Directive
Rewrite the lines starting with the one containing "reflection of tree?" and going on through the one containing "Please mark the region of the reflection", substituting "outer ring" for "exterior ring" and leaving everything else as it is.

— Begin Data for this task —

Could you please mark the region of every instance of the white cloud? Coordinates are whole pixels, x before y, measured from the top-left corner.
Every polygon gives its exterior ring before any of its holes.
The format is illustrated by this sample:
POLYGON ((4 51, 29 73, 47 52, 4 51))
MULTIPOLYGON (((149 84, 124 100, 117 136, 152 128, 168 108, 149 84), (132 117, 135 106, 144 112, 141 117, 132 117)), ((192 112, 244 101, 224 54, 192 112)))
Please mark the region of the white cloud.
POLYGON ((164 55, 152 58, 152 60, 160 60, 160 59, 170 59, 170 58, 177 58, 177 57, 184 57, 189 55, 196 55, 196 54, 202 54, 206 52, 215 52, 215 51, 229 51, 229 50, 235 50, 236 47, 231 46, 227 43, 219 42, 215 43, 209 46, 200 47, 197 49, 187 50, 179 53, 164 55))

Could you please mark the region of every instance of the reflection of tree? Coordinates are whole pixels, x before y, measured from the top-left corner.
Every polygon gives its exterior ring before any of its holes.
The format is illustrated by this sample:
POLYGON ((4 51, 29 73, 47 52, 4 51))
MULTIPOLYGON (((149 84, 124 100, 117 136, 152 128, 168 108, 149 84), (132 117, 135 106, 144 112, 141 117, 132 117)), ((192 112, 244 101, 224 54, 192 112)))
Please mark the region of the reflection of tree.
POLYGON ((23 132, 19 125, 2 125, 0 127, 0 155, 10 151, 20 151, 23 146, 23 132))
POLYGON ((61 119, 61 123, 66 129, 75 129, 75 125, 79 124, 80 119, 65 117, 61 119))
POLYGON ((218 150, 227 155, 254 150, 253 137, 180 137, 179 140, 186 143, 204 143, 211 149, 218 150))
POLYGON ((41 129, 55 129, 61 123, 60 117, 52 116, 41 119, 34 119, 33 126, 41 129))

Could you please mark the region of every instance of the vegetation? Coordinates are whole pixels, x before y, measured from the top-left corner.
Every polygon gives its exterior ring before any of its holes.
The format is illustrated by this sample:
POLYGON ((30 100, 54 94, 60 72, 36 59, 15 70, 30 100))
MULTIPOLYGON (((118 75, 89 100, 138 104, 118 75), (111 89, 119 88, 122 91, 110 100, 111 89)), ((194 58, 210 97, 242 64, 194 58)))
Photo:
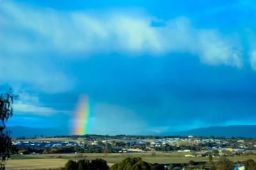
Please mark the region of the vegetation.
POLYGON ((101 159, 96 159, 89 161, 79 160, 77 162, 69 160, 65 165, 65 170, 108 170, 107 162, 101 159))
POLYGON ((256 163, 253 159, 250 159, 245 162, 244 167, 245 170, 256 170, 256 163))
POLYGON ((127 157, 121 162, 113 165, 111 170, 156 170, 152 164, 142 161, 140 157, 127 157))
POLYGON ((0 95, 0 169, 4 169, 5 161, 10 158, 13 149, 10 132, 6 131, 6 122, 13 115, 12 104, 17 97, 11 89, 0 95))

— End Data for this task —

Problem solution
Could you please mark the region of every instance of the reflection of tree? Coordinates are whole pixels, x before y, measured from the top-left corner.
Every polygon gives its outer ring before any of its holes.
The format is illustrated by this sample:
POLYGON ((4 51, 29 73, 47 52, 4 51))
MULTIPOLYGON (((149 84, 124 100, 117 136, 152 128, 168 108, 149 84), (132 117, 135 106, 144 112, 141 117, 132 117)), ((192 112, 244 101, 224 54, 192 112)))
Please mark the region of the reflection of tree.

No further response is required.